*RECORDS PROVIDED*:
┌──
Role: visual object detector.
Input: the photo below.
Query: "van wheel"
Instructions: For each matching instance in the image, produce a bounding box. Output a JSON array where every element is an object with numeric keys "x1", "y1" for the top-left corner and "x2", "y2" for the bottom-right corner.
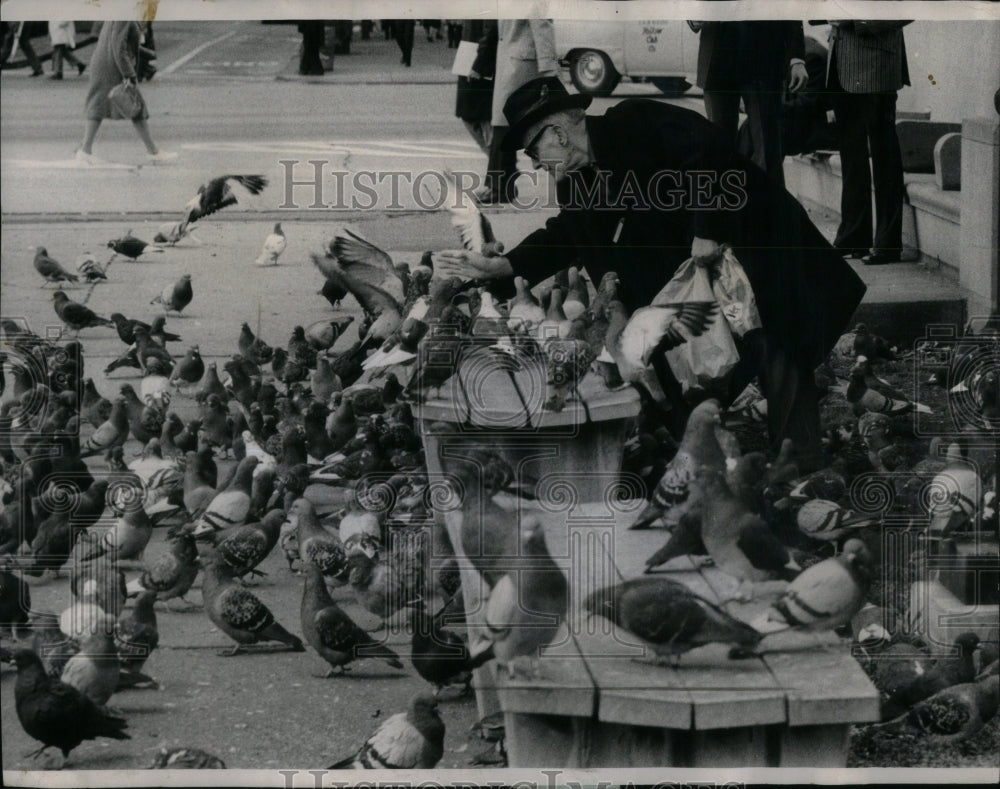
[
  {"x1": 649, "y1": 77, "x2": 691, "y2": 96},
  {"x1": 569, "y1": 49, "x2": 622, "y2": 96}
]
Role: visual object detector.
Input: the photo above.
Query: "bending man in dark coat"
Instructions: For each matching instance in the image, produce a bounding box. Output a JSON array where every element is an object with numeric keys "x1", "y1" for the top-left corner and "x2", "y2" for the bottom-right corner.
[{"x1": 435, "y1": 77, "x2": 865, "y2": 468}]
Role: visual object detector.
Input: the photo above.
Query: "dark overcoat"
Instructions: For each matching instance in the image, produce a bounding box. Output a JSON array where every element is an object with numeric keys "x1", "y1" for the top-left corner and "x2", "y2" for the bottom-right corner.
[
  {"x1": 697, "y1": 21, "x2": 805, "y2": 91},
  {"x1": 507, "y1": 99, "x2": 865, "y2": 366}
]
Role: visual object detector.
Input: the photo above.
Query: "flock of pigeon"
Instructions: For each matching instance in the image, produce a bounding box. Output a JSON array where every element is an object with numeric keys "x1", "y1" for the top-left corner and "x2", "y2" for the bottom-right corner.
[{"x1": 0, "y1": 169, "x2": 1000, "y2": 768}]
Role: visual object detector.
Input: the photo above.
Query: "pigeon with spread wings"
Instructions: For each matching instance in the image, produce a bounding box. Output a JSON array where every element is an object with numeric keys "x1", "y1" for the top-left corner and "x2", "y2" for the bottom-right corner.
[
  {"x1": 444, "y1": 172, "x2": 503, "y2": 255},
  {"x1": 313, "y1": 229, "x2": 405, "y2": 350}
]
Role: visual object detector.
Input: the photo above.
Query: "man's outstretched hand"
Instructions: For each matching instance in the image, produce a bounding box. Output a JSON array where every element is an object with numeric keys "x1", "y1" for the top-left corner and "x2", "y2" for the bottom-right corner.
[{"x1": 434, "y1": 249, "x2": 514, "y2": 279}]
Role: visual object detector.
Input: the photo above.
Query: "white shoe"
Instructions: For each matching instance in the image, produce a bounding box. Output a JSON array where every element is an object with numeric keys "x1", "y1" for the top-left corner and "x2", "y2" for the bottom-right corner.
[
  {"x1": 73, "y1": 148, "x2": 107, "y2": 167},
  {"x1": 146, "y1": 151, "x2": 177, "y2": 164}
]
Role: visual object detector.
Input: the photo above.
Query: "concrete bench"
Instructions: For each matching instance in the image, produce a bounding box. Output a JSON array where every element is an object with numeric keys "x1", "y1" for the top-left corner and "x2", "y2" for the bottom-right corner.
[{"x1": 494, "y1": 502, "x2": 879, "y2": 768}]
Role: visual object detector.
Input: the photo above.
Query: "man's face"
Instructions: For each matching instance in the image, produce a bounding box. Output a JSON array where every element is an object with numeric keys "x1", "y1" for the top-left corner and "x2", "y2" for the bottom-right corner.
[{"x1": 524, "y1": 118, "x2": 570, "y2": 182}]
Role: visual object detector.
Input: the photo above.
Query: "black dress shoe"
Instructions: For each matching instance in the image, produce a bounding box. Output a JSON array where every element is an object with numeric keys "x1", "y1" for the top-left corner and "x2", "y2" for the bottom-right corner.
[{"x1": 861, "y1": 249, "x2": 900, "y2": 266}]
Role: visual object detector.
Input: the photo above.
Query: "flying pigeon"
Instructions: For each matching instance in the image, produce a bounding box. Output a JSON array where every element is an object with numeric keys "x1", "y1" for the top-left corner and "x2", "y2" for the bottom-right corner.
[{"x1": 181, "y1": 175, "x2": 267, "y2": 231}]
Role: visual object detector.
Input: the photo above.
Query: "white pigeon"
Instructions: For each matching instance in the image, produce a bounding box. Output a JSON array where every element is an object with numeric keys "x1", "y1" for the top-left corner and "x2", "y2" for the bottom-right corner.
[{"x1": 254, "y1": 222, "x2": 288, "y2": 266}]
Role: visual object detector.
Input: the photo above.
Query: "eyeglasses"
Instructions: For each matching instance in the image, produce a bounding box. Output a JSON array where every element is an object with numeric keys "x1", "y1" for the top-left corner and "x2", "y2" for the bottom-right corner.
[{"x1": 524, "y1": 123, "x2": 554, "y2": 159}]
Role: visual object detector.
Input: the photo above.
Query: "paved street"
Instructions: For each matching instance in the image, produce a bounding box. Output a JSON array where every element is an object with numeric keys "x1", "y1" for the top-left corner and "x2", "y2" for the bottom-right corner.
[{"x1": 0, "y1": 22, "x2": 812, "y2": 770}]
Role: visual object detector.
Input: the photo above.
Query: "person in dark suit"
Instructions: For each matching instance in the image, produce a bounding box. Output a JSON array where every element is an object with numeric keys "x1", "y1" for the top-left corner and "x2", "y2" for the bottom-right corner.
[
  {"x1": 827, "y1": 20, "x2": 910, "y2": 265},
  {"x1": 434, "y1": 77, "x2": 865, "y2": 469},
  {"x1": 689, "y1": 21, "x2": 809, "y2": 184},
  {"x1": 392, "y1": 19, "x2": 417, "y2": 67},
  {"x1": 299, "y1": 19, "x2": 326, "y2": 76}
]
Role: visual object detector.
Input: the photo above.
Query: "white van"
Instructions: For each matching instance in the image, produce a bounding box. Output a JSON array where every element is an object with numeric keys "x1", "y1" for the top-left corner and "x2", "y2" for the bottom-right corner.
[{"x1": 553, "y1": 19, "x2": 698, "y2": 96}]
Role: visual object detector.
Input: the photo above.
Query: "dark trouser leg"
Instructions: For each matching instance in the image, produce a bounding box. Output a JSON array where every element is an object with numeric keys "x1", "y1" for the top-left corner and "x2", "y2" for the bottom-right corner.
[
  {"x1": 760, "y1": 341, "x2": 823, "y2": 472},
  {"x1": 705, "y1": 90, "x2": 740, "y2": 151},
  {"x1": 865, "y1": 93, "x2": 906, "y2": 253},
  {"x1": 17, "y1": 33, "x2": 42, "y2": 74},
  {"x1": 830, "y1": 64, "x2": 876, "y2": 250},
  {"x1": 743, "y1": 85, "x2": 785, "y2": 186},
  {"x1": 486, "y1": 126, "x2": 517, "y2": 202}
]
└──
*WRITTEN TASK*: Count the lines of the material above that contain the word "shoe", and reply with the number alone.

*THE COMPLETED TASK*: 2